#### ОТРЫВОК ТЕКСТА

В девятом издании международной классификации болезней Всемирной организации здравоохранения насчитывается более тринадцати тысяч различных заболеваний, синдромов и видов травм – более тринадцати тысяч различных способов, другими словами, способов, которыми организм может дать сбой. И почти для всех из них наука подсказала, чем мы можем помочь. Если мы не можем вылечить болезнь, то обычно можем уменьшить вред и страдания, которые она причиняет. Но для каждого заболевания шаги разные, и они почти никогда не бывают простыми. В распоряжении клиницистов сегодня около шести тысяч лекарств и четыре тысячи медицинских и хирургических процедур, каждая из которых имеет свои требования, риски и соображения. Очень многое нужно сделать правильно.

#### ЗАДАНИЯ К УПРАЖНЕНИЮ
- A) В отрывке о болезнях перепишите фрагмент, начиная со слов «В девятом издании» и заканчивая словами «нужно сделать правильно.», поменяв «клиницистов» на «врачей».
- B) Назовите все виды того, что, согласно отрывку о болезнях, насчитывается в девятом издании международной классификации болезней.

#### СТРОКИ ДАННЫХ
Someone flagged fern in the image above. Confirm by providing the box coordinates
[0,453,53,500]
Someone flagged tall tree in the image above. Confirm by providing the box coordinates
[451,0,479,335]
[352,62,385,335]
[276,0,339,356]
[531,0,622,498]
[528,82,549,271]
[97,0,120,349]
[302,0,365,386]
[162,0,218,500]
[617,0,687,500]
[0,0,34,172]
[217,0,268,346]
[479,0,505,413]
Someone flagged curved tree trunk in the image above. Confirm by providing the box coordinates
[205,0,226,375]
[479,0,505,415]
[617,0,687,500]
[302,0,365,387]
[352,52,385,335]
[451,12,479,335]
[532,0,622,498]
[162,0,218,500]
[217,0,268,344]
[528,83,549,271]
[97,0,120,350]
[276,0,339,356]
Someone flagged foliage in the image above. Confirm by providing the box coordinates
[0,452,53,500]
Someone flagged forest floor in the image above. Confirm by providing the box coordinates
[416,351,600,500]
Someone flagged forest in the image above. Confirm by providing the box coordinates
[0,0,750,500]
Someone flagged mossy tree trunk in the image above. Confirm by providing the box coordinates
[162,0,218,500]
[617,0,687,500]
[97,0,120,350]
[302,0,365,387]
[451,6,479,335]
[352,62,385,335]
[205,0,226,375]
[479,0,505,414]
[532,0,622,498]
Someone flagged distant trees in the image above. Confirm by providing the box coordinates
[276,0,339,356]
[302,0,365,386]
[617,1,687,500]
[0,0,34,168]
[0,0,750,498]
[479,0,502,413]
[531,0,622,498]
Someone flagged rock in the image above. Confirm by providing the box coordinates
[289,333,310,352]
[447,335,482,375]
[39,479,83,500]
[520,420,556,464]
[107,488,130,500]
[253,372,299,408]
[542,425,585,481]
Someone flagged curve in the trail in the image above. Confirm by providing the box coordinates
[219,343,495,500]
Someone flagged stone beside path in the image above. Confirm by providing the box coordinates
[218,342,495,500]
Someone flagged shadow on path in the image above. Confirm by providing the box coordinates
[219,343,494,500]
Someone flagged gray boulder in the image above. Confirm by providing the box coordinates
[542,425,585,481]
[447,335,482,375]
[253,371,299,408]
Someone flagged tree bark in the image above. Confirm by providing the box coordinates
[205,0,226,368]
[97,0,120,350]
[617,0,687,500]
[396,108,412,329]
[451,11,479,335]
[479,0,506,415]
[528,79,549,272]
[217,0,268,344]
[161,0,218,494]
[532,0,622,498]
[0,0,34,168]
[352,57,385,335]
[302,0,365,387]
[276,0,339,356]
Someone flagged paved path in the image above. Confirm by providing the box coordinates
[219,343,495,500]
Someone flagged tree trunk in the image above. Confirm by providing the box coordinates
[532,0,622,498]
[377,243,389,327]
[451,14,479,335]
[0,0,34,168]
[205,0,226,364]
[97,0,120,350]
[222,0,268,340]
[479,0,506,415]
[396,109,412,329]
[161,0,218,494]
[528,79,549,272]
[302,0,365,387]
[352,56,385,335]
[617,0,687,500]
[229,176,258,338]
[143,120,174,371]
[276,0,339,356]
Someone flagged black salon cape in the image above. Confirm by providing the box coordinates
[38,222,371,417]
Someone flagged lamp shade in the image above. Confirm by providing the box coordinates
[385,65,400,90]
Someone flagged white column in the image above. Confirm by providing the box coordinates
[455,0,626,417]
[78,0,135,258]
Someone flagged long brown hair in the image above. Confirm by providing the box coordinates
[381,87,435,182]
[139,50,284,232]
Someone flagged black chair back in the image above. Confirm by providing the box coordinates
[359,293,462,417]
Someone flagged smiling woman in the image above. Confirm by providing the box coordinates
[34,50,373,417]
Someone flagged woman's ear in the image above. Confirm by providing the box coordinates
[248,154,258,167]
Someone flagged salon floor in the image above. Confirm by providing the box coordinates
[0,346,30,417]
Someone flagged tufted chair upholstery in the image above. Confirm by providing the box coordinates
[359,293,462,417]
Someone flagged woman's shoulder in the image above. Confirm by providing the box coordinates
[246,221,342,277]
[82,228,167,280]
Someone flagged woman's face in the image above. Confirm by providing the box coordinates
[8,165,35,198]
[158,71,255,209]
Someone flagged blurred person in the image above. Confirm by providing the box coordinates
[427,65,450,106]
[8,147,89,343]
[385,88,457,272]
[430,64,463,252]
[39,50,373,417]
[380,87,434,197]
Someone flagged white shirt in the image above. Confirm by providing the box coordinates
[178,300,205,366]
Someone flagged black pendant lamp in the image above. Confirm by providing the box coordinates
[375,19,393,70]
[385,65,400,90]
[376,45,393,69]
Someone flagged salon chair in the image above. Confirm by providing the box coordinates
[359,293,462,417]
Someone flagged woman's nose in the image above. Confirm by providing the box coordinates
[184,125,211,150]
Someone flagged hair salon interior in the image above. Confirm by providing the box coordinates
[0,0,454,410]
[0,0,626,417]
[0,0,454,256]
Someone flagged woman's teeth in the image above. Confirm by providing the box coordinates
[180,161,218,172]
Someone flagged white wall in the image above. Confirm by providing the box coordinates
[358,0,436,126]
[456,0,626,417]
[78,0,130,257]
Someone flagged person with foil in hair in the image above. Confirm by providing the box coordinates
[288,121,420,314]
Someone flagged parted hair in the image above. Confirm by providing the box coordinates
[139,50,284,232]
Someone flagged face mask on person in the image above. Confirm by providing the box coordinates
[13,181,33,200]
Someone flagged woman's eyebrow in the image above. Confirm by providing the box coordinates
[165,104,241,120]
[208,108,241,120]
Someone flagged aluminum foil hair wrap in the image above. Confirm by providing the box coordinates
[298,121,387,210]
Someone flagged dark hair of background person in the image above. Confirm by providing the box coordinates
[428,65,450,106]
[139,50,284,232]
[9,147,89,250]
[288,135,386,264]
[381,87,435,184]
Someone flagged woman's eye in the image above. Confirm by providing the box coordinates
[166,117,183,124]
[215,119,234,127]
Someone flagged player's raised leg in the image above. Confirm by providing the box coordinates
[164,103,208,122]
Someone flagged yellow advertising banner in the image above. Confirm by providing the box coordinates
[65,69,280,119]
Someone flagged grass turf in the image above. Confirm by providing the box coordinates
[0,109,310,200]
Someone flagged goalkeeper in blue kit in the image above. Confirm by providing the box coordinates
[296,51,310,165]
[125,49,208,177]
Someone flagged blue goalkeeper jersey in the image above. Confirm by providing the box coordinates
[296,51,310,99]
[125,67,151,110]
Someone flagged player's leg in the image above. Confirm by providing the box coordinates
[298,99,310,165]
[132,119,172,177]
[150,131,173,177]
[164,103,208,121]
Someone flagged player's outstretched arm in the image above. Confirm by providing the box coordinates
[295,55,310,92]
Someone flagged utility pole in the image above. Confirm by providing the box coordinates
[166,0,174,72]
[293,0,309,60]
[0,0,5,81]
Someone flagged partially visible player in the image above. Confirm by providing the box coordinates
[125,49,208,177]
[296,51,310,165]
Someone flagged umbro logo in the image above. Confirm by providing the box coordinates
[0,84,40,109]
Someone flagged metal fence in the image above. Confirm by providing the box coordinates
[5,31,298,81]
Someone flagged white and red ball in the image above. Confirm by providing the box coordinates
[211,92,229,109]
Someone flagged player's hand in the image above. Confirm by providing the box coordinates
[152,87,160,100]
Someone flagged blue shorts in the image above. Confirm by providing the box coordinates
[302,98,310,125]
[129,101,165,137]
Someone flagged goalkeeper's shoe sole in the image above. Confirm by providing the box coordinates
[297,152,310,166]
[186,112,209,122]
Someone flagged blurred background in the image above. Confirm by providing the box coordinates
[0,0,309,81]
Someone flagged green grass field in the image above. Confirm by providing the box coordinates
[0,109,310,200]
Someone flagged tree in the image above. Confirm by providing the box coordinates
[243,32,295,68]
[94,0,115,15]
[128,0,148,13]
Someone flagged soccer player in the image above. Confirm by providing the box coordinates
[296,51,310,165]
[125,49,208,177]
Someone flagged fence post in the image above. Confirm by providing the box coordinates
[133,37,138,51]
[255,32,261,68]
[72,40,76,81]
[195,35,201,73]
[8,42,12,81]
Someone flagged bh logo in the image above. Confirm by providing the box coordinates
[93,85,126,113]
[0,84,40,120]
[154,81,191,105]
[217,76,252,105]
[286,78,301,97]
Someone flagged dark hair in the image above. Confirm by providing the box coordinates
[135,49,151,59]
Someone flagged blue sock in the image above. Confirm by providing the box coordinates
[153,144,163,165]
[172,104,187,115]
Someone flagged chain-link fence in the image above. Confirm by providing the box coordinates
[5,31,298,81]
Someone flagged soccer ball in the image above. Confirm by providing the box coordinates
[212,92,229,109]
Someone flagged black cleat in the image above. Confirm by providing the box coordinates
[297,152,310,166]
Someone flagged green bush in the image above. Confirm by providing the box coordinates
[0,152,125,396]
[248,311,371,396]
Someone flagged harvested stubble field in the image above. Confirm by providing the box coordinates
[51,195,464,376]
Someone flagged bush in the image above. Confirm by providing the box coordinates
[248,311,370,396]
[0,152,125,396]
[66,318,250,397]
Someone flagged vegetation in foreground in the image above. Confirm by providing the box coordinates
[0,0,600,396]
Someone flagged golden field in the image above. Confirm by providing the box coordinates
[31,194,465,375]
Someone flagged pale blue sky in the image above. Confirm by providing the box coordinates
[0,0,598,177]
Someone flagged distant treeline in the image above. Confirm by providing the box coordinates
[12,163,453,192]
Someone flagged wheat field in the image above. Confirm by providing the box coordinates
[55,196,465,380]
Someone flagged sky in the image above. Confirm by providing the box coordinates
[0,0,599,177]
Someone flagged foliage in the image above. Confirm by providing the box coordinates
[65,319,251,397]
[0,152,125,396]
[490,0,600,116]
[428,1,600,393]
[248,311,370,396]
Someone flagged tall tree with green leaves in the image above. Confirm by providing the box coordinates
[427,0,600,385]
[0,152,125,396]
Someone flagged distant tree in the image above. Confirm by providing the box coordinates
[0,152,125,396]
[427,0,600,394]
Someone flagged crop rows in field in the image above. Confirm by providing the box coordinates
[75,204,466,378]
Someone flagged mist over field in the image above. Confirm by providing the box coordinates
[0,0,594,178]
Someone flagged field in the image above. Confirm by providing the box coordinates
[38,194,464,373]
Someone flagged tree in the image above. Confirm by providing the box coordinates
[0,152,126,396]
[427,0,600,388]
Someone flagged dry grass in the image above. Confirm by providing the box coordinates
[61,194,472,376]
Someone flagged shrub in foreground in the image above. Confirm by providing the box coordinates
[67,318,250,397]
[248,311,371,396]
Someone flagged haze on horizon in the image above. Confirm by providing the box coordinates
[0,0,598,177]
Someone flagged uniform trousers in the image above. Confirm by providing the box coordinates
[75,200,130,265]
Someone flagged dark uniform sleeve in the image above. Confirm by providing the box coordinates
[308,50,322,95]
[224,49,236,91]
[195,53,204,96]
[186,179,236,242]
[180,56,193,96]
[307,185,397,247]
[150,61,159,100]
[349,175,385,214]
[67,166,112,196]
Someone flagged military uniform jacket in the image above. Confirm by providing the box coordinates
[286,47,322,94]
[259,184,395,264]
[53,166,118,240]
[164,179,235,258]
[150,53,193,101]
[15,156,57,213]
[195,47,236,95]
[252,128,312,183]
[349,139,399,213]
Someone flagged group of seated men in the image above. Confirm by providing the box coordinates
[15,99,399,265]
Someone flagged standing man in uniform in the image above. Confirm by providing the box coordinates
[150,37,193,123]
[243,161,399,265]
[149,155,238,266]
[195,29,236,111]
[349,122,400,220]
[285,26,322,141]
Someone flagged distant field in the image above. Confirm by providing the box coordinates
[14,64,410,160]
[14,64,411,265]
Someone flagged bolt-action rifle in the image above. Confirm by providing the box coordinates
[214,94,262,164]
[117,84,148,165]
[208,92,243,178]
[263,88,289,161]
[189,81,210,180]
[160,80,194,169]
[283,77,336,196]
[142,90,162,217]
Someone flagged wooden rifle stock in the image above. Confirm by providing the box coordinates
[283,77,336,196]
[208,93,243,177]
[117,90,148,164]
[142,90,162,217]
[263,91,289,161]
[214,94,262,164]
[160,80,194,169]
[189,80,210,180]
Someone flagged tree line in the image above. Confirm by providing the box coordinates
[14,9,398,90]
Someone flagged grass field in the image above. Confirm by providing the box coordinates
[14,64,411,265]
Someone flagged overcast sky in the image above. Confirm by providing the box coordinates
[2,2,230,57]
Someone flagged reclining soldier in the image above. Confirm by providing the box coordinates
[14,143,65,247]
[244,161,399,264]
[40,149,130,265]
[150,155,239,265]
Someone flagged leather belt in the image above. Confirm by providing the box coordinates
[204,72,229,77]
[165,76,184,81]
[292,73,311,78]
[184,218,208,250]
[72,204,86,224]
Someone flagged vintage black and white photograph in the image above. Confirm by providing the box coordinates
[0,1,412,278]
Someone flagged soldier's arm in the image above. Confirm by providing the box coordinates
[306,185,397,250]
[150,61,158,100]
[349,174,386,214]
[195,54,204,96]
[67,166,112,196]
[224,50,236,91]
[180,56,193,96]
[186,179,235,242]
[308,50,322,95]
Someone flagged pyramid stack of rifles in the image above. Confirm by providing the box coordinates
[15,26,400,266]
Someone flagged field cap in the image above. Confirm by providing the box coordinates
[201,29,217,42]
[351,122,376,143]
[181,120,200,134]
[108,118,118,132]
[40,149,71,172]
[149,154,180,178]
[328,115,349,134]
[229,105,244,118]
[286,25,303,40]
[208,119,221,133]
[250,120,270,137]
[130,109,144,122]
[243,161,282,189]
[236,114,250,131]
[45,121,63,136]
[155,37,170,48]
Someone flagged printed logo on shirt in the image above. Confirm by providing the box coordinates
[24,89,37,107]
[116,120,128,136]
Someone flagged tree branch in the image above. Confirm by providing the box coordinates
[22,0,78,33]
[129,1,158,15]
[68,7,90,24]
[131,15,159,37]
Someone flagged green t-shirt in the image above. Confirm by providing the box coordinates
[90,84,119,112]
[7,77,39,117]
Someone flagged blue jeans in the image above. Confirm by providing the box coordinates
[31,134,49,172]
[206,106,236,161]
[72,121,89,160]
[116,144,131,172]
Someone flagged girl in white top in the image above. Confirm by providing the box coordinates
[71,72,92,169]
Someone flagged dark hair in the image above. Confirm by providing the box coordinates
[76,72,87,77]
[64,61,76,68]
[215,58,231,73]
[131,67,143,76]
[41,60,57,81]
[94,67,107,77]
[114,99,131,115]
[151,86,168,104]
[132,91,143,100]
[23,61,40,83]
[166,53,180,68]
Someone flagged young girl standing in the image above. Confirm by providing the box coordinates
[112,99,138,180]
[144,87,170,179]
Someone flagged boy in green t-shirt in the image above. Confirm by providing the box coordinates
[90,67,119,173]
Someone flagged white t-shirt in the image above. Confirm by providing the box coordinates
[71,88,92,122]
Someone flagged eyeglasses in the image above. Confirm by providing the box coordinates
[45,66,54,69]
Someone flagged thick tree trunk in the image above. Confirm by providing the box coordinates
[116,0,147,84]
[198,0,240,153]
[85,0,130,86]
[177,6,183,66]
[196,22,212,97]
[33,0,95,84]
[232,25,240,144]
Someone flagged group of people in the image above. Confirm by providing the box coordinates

#### ОТВЕТЫ К УПРАЖНЕНИЮ
- A)
В девятом издании международной классификации болезней Всемирной организации здравоохранения насчитывается более тринадцати тысяч различных заболеваний, синдромов и видов травм – более тринадцати тысяч различных способов, другими словами, способов, которыми организм может дать сбой. И почти для всех из них наука подсказала, чем мы можем помочь. Если мы не можем вылечить болезнь, то обычно можем уменьшить вред и страдания, которые она причиняет. Но для каждого заболевания шаги разные, и они почти никогда не бывают простыми. В распоряжении врачей сегодня около шести тысяч лекарств и четыре тысячи медицинских и хирургических процедур, каждая из которых имеет свои требования, риски и соображения. Очень многое нужно сделать правильно.

- B) Заболевания, синдромы, виды травм.